**Given task**
Format every one of the records below as a numbered list, skipping any blank lines. Leave the pictures out of your answer.

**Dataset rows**
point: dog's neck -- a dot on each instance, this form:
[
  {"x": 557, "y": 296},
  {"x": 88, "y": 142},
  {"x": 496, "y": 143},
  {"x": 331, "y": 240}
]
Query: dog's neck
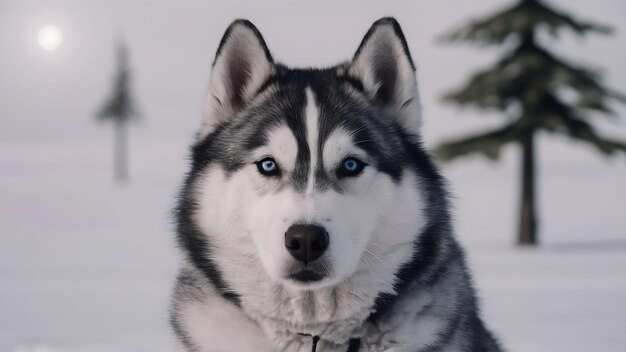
[{"x": 336, "y": 314}]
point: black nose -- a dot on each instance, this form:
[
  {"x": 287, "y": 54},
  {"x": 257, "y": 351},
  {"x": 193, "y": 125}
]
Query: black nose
[{"x": 306, "y": 242}]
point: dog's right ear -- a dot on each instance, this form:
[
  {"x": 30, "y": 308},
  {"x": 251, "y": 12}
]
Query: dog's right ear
[{"x": 242, "y": 64}]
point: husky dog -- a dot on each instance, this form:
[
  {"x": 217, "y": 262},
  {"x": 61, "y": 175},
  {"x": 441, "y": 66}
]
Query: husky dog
[{"x": 312, "y": 218}]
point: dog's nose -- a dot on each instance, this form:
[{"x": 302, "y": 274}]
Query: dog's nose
[{"x": 306, "y": 242}]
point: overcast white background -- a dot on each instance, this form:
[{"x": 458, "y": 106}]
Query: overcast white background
[{"x": 86, "y": 265}]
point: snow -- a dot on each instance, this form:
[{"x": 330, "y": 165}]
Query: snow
[{"x": 87, "y": 265}]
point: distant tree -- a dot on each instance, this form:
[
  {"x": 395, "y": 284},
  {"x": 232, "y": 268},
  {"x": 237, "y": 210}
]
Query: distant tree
[
  {"x": 534, "y": 89},
  {"x": 120, "y": 109}
]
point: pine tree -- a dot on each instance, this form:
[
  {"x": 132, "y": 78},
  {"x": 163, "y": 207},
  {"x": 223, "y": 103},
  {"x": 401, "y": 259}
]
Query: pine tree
[
  {"x": 534, "y": 89},
  {"x": 120, "y": 109}
]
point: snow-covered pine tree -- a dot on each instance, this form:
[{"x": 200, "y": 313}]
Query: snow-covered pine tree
[
  {"x": 534, "y": 89},
  {"x": 120, "y": 108}
]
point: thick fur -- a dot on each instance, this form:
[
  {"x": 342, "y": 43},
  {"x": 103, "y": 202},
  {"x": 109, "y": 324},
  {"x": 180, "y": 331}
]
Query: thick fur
[{"x": 393, "y": 277}]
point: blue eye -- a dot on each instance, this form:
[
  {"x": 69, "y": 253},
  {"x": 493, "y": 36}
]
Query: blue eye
[
  {"x": 350, "y": 167},
  {"x": 268, "y": 167}
]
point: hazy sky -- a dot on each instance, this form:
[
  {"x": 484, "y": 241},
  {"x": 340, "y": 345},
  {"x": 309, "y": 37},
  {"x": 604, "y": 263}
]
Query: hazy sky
[
  {"x": 47, "y": 95},
  {"x": 49, "y": 98}
]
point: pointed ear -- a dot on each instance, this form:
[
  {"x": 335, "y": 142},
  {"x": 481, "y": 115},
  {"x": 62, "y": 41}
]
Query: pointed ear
[
  {"x": 242, "y": 64},
  {"x": 384, "y": 66}
]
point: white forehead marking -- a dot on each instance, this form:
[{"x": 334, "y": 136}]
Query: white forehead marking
[{"x": 312, "y": 118}]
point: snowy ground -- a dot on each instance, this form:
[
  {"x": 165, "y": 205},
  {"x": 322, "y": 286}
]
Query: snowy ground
[{"x": 86, "y": 265}]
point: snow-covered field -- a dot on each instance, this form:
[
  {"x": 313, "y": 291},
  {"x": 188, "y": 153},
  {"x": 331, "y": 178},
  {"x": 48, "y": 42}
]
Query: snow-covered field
[{"x": 87, "y": 266}]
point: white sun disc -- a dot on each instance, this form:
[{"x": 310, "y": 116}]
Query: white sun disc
[{"x": 50, "y": 38}]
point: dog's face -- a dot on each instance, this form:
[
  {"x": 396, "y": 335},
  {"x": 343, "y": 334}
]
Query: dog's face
[{"x": 308, "y": 170}]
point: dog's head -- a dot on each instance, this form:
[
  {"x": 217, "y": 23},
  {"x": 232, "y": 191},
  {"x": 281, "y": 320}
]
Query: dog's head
[{"x": 309, "y": 172}]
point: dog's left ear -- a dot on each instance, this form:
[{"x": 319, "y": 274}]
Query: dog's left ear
[
  {"x": 242, "y": 64},
  {"x": 384, "y": 66}
]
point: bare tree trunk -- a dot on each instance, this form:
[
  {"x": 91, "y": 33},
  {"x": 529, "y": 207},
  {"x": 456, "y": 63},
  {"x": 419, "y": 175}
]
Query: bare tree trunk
[
  {"x": 121, "y": 151},
  {"x": 528, "y": 220}
]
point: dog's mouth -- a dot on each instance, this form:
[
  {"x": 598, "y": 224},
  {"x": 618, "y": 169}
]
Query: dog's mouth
[{"x": 306, "y": 276}]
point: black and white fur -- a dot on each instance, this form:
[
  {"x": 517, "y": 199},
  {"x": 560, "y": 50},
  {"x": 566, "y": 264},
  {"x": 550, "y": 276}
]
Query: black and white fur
[{"x": 393, "y": 278}]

**Written solution**
1. point: dog's neck -- a dot on each instance, this form:
2. [
3.   {"x": 557, "y": 296},
4.   {"x": 88, "y": 142},
5.   {"x": 496, "y": 143},
6.   {"x": 331, "y": 240}
7. ]
8. Query: dog's neck
9. [{"x": 336, "y": 314}]
10. point: black nose -- a dot on each instance, this form:
11. [
12.   {"x": 287, "y": 54},
13.   {"x": 257, "y": 351},
14.   {"x": 193, "y": 125}
15. ]
16. Query: black nose
17. [{"x": 306, "y": 242}]
18. point: dog's right ear -- a dot on each instance, this form:
19. [
20.   {"x": 30, "y": 308},
21.   {"x": 251, "y": 12}
22. ]
23. Query: dog's right ear
24. [{"x": 242, "y": 64}]
25. point: husky dog -- a dot on each instance, this form:
26. [
27.   {"x": 217, "y": 262},
28.   {"x": 61, "y": 175},
29.   {"x": 441, "y": 66}
30. ]
31. Query: husky dog
32. [{"x": 312, "y": 218}]
33. point: dog's nose -- a dot on each instance, this form:
34. [{"x": 302, "y": 274}]
35. Query: dog's nose
36. [{"x": 306, "y": 242}]
37. point: overcast white background -- a dot on each instance, this form:
38. [{"x": 458, "y": 106}]
39. Query: overcast white background
40. [{"x": 86, "y": 265}]
41. point: snow -- a dot on each instance, this form:
42. [{"x": 330, "y": 165}]
43. Query: snow
44. [{"x": 87, "y": 265}]
45. point: distant tree -- a dot on each instance, this form:
46. [
47.   {"x": 395, "y": 284},
48.   {"x": 232, "y": 268},
49.   {"x": 237, "y": 210}
50. ]
51. Query: distant tree
52. [
53.   {"x": 534, "y": 89},
54.   {"x": 120, "y": 109}
55. ]
56. point: pine tree -- a dot on each instance, this form:
57. [
58.   {"x": 132, "y": 78},
59.   {"x": 163, "y": 207},
60.   {"x": 223, "y": 103},
61.   {"x": 401, "y": 259}
62. ]
63. Query: pine tree
64. [
65.   {"x": 534, "y": 89},
66.   {"x": 120, "y": 109}
67. ]
68. point: snow-covered pine tree -- a dot on each instance, this form:
69. [{"x": 200, "y": 313}]
70. Query: snow-covered pine tree
71. [
72.   {"x": 534, "y": 89},
73.   {"x": 120, "y": 108}
74. ]
75. point: thick fur -- a dot on each instance, this form:
76. [
77.   {"x": 342, "y": 43},
78.   {"x": 103, "y": 202},
79.   {"x": 109, "y": 324},
80.   {"x": 180, "y": 331}
81. ]
82. Query: thick fur
83. [{"x": 393, "y": 277}]
84. point: blue eye -- a dot on each instance, this form:
85. [
86.   {"x": 69, "y": 253},
87.   {"x": 493, "y": 36}
88. ]
89. Query: blue eye
90. [
91.   {"x": 350, "y": 167},
92.   {"x": 268, "y": 167}
93. ]
94. point: hazy sky -- a dot on each instance, this form:
95. [
96.   {"x": 484, "y": 241},
97.   {"x": 340, "y": 345},
98.   {"x": 309, "y": 37},
99.   {"x": 604, "y": 263}
100. ]
101. Query: hazy sky
102. [
103.   {"x": 47, "y": 95},
104.   {"x": 49, "y": 98}
105. ]
106. point: pointed ear -- a dot on each instance, this form:
107. [
108.   {"x": 335, "y": 142},
109.   {"x": 481, "y": 115},
110.   {"x": 62, "y": 41}
111. ]
112. Query: pointed ear
113. [
114.   {"x": 242, "y": 64},
115.   {"x": 384, "y": 66}
116. ]
117. point: white forehead marking -- a dot on each instance, this form:
118. [{"x": 334, "y": 136}]
119. Query: white forehead marking
120. [{"x": 312, "y": 118}]
121. point: snowy ground -- a dot on each instance, this form:
122. [
123.   {"x": 165, "y": 205},
124.   {"x": 322, "y": 286}
125. ]
126. Query: snowy ground
127. [{"x": 86, "y": 265}]
128. point: snow-covered field -- a dot on each instance, this form:
129. [
130.   {"x": 313, "y": 291},
131.   {"x": 188, "y": 153},
132.   {"x": 331, "y": 178},
133.   {"x": 48, "y": 42}
134. ]
135. Query: snow-covered field
136. [{"x": 87, "y": 266}]
137. point: white sun disc -- a dot on each instance, this form:
138. [{"x": 310, "y": 116}]
139. Query: white sun disc
140. [{"x": 50, "y": 38}]
141. point: dog's face -- a dot on each instance, this form:
142. [
143.   {"x": 396, "y": 335},
144.   {"x": 343, "y": 334}
145. ]
146. Query: dog's face
147. [{"x": 308, "y": 170}]
148. point: dog's head -- a dot on each instance, this form:
149. [
150.   {"x": 217, "y": 23},
151.   {"x": 232, "y": 191},
152.   {"x": 281, "y": 320}
153. ]
154. Query: dog's head
155. [{"x": 309, "y": 172}]
156. point: dog's left ear -- a dot on each instance, this form:
157. [{"x": 319, "y": 274}]
158. Query: dog's left ear
159. [
160.   {"x": 242, "y": 64},
161.   {"x": 384, "y": 66}
162. ]
163. point: bare tree trunk -- a dot on each instance, this form:
164. [
165.   {"x": 91, "y": 33},
166.   {"x": 529, "y": 207},
167.   {"x": 456, "y": 63},
168.   {"x": 419, "y": 175}
169. ]
170. Query: bare tree trunk
171. [
172.   {"x": 121, "y": 151},
173.   {"x": 528, "y": 220}
174. ]
175. point: dog's mouth -- a dot on each instance, this form:
176. [
177.   {"x": 598, "y": 224},
178.   {"x": 618, "y": 169}
179. ]
180. Query: dog's mouth
181. [{"x": 306, "y": 276}]
182. point: black and white fur -- a dot on each instance, this form:
183. [
184.   {"x": 517, "y": 199},
185.   {"x": 560, "y": 50},
186.   {"x": 566, "y": 264},
187.   {"x": 550, "y": 276}
188. ]
189. Query: black and white fur
190. [{"x": 393, "y": 278}]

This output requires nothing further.